▶ PROBLEM REQUIREMENTS: From the line containing "Query: small rectangular window" to the end of the data, retype every line exactly and nothing else. Drop the pictures.

▶ RECORDS FOR PROCESSING:
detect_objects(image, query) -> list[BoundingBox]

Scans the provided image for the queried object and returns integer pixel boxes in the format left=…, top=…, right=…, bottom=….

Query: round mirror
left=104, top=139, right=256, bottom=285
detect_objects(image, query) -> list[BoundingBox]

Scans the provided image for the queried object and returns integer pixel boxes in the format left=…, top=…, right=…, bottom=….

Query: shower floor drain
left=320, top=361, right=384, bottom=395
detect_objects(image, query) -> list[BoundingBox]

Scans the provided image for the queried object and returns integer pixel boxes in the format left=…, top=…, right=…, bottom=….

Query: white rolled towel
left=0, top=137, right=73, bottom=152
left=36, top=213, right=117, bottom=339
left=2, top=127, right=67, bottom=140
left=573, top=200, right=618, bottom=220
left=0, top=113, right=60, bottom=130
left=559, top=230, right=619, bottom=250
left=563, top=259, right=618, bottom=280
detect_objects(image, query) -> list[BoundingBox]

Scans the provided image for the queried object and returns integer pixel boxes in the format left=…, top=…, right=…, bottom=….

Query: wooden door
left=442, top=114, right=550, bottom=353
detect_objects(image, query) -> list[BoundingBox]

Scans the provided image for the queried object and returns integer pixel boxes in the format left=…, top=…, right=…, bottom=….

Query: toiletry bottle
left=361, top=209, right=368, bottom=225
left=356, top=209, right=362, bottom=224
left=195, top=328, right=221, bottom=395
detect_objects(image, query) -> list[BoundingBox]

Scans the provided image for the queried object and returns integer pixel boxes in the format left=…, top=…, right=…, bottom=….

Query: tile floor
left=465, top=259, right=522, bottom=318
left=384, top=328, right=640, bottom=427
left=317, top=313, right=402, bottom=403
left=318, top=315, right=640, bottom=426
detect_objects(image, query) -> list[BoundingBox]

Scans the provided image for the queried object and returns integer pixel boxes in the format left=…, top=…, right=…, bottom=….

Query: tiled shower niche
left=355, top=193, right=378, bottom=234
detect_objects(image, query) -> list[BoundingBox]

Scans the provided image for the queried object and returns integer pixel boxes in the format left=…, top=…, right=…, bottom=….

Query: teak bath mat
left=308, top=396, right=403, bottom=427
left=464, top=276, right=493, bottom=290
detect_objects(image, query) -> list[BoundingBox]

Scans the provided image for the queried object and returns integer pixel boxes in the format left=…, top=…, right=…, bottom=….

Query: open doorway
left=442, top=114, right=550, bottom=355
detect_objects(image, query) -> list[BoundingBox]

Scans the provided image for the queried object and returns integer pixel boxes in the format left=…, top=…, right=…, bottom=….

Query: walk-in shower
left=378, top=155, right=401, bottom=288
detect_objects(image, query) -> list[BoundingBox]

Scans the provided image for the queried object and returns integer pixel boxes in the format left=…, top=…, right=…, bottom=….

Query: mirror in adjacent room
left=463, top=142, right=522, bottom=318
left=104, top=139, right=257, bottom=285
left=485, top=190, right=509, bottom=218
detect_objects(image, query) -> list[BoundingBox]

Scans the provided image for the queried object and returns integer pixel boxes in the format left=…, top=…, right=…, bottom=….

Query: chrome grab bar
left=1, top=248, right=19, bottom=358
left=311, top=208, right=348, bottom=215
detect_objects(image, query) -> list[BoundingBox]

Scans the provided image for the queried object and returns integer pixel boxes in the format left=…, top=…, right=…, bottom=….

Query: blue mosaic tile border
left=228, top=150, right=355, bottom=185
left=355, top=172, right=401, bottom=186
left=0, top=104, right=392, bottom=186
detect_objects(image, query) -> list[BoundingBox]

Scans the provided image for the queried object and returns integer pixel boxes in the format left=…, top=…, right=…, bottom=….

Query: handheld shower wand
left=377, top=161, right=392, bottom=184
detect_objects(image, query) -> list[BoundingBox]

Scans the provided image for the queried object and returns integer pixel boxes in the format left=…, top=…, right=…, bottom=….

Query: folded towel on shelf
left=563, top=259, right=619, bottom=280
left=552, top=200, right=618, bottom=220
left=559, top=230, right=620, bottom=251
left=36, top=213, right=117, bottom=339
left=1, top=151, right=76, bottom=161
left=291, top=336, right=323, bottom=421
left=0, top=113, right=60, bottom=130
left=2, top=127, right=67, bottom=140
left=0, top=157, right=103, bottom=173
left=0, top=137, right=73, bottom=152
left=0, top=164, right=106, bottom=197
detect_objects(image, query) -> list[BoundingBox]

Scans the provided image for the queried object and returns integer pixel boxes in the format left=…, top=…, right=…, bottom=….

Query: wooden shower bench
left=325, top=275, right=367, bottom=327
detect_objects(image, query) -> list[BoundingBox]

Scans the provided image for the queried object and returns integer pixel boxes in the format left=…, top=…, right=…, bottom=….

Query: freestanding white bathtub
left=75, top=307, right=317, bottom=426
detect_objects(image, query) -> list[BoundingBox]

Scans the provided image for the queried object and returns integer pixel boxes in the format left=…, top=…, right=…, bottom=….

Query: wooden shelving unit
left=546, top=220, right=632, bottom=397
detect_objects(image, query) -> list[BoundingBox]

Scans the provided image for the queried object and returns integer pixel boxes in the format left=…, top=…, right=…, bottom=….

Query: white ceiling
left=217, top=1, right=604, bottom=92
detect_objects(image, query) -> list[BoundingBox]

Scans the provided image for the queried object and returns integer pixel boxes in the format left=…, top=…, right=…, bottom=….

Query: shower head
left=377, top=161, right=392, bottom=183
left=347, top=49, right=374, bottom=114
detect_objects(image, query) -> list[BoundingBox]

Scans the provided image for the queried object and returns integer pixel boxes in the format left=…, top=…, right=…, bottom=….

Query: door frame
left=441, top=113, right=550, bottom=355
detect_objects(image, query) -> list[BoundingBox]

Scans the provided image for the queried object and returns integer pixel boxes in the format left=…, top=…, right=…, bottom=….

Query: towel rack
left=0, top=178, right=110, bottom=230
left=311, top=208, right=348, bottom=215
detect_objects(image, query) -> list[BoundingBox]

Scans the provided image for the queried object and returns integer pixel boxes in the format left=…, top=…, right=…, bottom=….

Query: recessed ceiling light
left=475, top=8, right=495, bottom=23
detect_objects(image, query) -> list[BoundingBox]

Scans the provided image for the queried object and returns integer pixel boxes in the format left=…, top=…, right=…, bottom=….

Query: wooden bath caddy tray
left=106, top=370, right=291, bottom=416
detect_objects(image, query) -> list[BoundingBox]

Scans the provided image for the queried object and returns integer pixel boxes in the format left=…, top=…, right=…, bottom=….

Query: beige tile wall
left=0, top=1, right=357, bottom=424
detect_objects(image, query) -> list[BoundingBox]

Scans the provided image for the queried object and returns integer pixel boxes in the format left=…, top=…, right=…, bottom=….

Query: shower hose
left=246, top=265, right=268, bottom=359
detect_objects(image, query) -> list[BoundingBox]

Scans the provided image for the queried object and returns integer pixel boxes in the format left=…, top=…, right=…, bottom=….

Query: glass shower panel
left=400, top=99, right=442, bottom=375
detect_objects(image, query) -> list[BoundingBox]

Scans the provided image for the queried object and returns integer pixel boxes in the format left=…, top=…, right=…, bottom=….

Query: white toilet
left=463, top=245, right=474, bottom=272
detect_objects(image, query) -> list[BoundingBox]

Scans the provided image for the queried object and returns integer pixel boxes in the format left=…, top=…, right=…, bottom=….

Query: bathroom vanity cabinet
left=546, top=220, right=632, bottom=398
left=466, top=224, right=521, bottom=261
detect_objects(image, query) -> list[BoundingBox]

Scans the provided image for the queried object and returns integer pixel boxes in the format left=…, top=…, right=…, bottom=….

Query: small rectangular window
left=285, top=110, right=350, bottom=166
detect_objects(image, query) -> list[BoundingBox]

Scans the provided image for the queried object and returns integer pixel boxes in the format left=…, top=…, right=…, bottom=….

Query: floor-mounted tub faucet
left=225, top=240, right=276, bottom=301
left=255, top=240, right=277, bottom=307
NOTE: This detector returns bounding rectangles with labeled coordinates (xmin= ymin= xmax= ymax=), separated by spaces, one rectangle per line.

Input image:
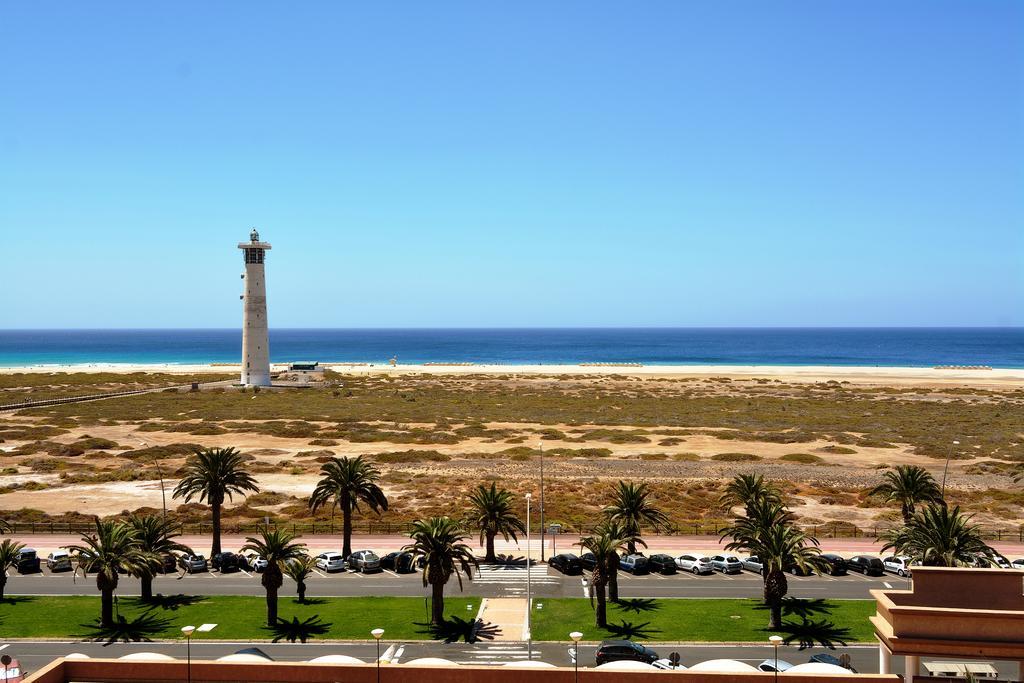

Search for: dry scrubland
xmin=0 ymin=370 xmax=1022 ymax=532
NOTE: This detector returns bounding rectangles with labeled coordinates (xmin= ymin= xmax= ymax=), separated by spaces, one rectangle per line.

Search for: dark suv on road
xmin=595 ymin=640 xmax=660 ymax=666
xmin=647 ymin=554 xmax=677 ymax=575
xmin=211 ymin=552 xmax=242 ymax=573
xmin=16 ymin=548 xmax=40 ymax=574
xmin=548 ymin=553 xmax=583 ymax=575
xmin=848 ymin=555 xmax=885 ymax=576
xmin=380 ymin=552 xmax=416 ymax=573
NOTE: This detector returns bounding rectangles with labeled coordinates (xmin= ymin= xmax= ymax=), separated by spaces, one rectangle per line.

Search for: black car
xmin=548 ymin=553 xmax=582 ymax=575
xmin=820 ymin=553 xmax=848 ymax=576
xmin=380 ymin=551 xmax=416 ymax=573
xmin=579 ymin=552 xmax=598 ymax=571
xmin=647 ymin=554 xmax=677 ymax=575
xmin=211 ymin=551 xmax=242 ymax=573
xmin=159 ymin=553 xmax=178 ymax=573
xmin=786 ymin=562 xmax=814 ymax=576
xmin=848 ymin=555 xmax=885 ymax=576
xmin=595 ymin=639 xmax=660 ymax=666
xmin=16 ymin=548 xmax=40 ymax=574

▶ RESPONSE:
Query: small rectangular window
left=285, top=110, right=350, bottom=166
detect_objects(image, query) -> list[BoundingBox]

Scans the provided image for the queried object and returns integer pixel boxes in the format left=…, top=…, right=…, bottom=….

Query: floor-mounted tub faucet
left=225, top=240, right=276, bottom=301
left=255, top=240, right=277, bottom=307
NOTE: This detector returns bounding rectangles with labeled coordinates (xmin= ymin= xmax= ymax=), separated by spaces, one rectangle per line.

Input image:

Search for: dry scrubland
xmin=0 ymin=370 xmax=1022 ymax=532
NOTE: This detector returns bounding rectangles with labeled coordinates (xmin= ymin= xmax= ymax=), separated by spaces, one rectangle per line.

Search for: dark suv on road
xmin=595 ymin=640 xmax=660 ymax=666
xmin=647 ymin=554 xmax=677 ymax=575
xmin=211 ymin=552 xmax=242 ymax=573
xmin=16 ymin=548 xmax=40 ymax=574
xmin=548 ymin=553 xmax=583 ymax=575
xmin=848 ymin=555 xmax=885 ymax=576
xmin=380 ymin=552 xmax=416 ymax=573
NOTE: This detector returns bounding rectangles with labeled coordinates (xmin= ymin= xmax= ymax=), separated by spaces, one rectangle per line.

Search for: black car
xmin=548 ymin=553 xmax=582 ymax=575
xmin=820 ymin=553 xmax=848 ymax=576
xmin=380 ymin=551 xmax=416 ymax=573
xmin=579 ymin=552 xmax=598 ymax=571
xmin=647 ymin=554 xmax=677 ymax=575
xmin=211 ymin=551 xmax=242 ymax=573
xmin=159 ymin=553 xmax=178 ymax=573
xmin=786 ymin=562 xmax=814 ymax=576
xmin=848 ymin=555 xmax=885 ymax=576
xmin=595 ymin=639 xmax=660 ymax=666
xmin=16 ymin=548 xmax=40 ymax=574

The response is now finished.